___ Extracted data

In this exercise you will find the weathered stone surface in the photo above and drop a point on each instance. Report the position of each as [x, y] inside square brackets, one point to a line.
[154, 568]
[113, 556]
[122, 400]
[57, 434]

______

_Goal_
Reproduce all the items with "point" swapped for "marker" wherever it occurs, keeping every other part of each line unchanged.

_Output below_
In this exercise you will find the weathered stone surface in the photo above and drop a marker on each instance. Report the position of each as [x, y] inside square brackets, one marker to a line.
[154, 568]
[113, 556]
[122, 400]
[57, 434]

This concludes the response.